§ **Records**:
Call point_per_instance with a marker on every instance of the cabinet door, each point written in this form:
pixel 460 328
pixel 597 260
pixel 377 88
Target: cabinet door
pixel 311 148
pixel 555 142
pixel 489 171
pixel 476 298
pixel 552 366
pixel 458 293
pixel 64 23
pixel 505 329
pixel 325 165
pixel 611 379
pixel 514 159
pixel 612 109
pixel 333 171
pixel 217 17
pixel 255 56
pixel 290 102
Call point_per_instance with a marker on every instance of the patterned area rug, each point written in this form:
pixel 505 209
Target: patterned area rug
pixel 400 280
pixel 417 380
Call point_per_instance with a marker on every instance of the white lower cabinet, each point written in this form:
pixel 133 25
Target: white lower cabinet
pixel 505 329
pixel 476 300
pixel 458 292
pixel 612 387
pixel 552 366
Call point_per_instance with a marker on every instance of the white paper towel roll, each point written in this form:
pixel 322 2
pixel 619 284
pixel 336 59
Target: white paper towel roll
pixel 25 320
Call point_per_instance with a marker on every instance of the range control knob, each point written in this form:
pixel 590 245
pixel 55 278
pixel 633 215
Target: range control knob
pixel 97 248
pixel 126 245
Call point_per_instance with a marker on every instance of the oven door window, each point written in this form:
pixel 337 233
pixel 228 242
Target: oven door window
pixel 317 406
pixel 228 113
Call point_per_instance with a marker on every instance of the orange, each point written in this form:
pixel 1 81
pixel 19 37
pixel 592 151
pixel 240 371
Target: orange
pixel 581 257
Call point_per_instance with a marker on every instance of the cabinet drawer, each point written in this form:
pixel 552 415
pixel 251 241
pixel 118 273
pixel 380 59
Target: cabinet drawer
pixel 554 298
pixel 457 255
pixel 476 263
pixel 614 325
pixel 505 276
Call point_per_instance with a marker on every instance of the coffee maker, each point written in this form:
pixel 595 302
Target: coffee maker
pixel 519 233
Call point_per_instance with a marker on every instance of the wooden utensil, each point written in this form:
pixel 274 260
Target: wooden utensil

§ **Problem statement**: When the word "wooden" appears in a line of the listing, pull that line out.

§ **Task answer**:
Call point_per_instance with a marker on every instance of the wooden utensil, each point written in this form:
Target: wooden utensil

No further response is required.